[WHAT YOU SHOULD DO] Please change every "single marker" in the listing below to "single dot" and write out the whole listing again, keeping everything else unchanged.

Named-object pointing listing

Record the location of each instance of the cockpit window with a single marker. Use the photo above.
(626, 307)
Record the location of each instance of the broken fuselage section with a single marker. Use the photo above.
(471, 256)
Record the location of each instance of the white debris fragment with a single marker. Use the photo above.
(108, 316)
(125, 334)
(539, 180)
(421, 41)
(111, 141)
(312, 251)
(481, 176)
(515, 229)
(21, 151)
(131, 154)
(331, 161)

[FINAL ANSWER]
Record the location of each instance of the cockpit window with a single dot. Use the photo above.
(626, 307)
Record the location of each instance of the broken fuselage section with a single dot. Use the photo above.
(471, 256)
Record the location of each instance of the white debris fragment with a single dot. Use the photo above.
(108, 316)
(125, 334)
(539, 180)
(421, 41)
(111, 141)
(312, 251)
(481, 176)
(515, 229)
(21, 151)
(131, 154)
(331, 161)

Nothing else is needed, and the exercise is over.